_EXERCISE DETAILS_
Search the records for lines with the word "then" and copy each match.
═════ SOURCE DATA ═════
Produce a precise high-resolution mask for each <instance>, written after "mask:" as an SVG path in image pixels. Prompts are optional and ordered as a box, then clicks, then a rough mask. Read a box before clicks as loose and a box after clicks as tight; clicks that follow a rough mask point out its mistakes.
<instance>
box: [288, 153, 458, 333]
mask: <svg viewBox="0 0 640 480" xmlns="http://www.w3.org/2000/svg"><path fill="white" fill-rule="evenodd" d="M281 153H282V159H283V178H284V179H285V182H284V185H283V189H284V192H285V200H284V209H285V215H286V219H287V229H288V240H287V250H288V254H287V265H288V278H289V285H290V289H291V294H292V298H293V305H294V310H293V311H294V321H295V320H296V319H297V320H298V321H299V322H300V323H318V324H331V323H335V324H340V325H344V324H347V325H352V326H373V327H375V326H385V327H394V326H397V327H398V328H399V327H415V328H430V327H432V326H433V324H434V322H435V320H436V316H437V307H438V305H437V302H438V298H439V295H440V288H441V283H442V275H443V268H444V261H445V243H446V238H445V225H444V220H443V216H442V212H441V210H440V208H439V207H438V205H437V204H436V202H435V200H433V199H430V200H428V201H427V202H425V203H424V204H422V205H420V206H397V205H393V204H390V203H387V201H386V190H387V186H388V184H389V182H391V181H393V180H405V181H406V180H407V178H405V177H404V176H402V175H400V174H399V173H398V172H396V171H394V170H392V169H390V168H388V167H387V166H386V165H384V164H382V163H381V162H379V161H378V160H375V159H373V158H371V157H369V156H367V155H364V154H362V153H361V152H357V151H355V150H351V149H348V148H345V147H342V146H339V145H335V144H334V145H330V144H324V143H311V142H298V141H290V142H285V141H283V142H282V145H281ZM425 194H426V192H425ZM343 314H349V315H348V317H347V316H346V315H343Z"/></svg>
═════
═════ SOURCE DATA ═════
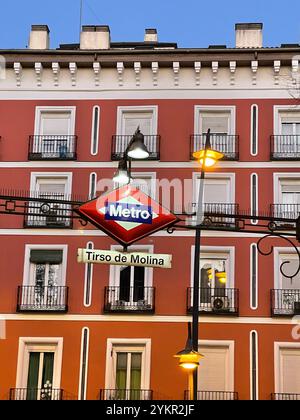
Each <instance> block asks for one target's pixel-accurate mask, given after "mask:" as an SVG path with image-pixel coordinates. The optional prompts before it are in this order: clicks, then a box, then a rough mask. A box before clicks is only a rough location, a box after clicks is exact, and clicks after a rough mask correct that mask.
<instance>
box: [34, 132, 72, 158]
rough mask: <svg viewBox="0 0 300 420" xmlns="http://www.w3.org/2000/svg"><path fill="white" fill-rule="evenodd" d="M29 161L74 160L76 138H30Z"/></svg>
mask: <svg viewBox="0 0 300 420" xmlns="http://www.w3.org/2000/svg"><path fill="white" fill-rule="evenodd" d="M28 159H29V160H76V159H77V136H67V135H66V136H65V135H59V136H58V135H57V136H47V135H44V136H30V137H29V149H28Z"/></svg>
═════
_FINAL ANSWER_
Produce a precise high-resolution mask for each <instance>, written after "mask:" as an SVG path in image pixels. Prompts are optional and ordered as a box, then clicks, then a rough mask. Read a box before clicks as loose and a box after clicks as tight; clicks that follow a rough mask point out its mistakes.
Each <instance> block asks for one target's pixel-accurate mask, given after "mask:" as an SVG path with image-pixel coordinates. The optional prompts before it are in this order: clicks, then a box, then a rough mask. A box before clicks is only a rough location, a box after clicks is exact, and clicks after a rough mask correct that mask.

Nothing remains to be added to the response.